Background: Current management guidelines for pulmonary arterial hypertension (PAH) recommend a treatment choice based primarily on World Health Organization (WHO) functional class. This study was designed to assess how the incorporation of readily obtained clinical and test-based information may significantly improve the prediction of outcomes over functional class alone.
Methods: Clinical and hemodynamic variables were assessed in 484 consecutive patients presenting with WHO group 1 PAH. The primary outcome measure was time to all-cause mortality over 5 years from the index presentation (data available in all). Follow-up was censored at the time of lung or heart/lung transplant in 21 patients or at 5 years. Predictors of mortality were assessed sequentially using Cox models, with the step-wise incorporation of clinical variables, echocardiographic, and catheterization findings. Results were further compared with the REVEAL (Registry to Evaluate Early and Long-term Pulmonary Arterial Hypertension Disease Management) prediction score.

◆ PROVIDED DATA
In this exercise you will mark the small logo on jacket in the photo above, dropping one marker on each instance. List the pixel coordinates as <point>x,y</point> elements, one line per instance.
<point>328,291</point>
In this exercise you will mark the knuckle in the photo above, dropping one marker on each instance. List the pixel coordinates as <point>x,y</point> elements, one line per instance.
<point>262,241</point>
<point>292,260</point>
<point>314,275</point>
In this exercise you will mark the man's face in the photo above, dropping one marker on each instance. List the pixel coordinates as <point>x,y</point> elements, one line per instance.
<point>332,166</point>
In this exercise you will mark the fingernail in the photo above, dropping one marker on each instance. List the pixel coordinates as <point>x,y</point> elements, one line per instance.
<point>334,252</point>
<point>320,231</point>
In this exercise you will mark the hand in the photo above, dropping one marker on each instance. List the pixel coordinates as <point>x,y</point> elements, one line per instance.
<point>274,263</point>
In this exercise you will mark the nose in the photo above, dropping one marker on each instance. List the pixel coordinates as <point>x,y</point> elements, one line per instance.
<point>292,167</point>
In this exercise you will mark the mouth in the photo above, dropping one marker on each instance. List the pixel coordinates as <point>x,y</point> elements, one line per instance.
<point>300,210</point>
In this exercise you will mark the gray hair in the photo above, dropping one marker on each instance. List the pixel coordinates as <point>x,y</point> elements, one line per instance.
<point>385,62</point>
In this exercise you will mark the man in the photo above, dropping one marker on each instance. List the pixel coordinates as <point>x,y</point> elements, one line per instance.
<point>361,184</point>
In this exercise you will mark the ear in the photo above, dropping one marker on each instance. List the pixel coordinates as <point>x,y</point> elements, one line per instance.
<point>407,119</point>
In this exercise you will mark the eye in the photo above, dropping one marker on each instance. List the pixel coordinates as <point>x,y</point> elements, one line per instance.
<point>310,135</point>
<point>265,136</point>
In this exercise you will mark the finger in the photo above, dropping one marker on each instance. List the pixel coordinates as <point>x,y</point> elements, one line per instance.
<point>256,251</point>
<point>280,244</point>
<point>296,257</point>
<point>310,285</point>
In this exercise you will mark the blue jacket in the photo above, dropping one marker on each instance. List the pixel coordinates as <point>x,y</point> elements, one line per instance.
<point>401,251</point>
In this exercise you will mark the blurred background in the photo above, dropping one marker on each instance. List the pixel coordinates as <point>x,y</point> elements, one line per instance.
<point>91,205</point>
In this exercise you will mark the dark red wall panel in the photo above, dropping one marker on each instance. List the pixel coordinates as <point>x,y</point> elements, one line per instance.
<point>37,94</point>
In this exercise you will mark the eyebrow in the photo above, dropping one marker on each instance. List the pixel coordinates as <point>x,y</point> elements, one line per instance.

◆ WORK REQUIRED
Using the pulmonary arterial hypertension study summary, say yes or no for each statement and quote the words that decide it. 1. The study assessed 484 consecutive patients presenting with WHO group 1 PAH. 2. Follow-up was censored at lung or heart/lung transplant in 21 patients. 3. The primary outcome measure was time to hospitalization over 5 years. The material has no connection to the text.

◆ EXERCISE RESULT
1. Yes: "Clinical and hemodynamic variables were assessed in 484 consecutive patients presenting with WHO group 1 PAH."
2. Yes: "Follow-up was censored at the time of lung or heart/lung transplant in 21 patients or at 5 years."
3. No: "The primary outcome measure was time to all-cause mortality over 5 years from the index presentation."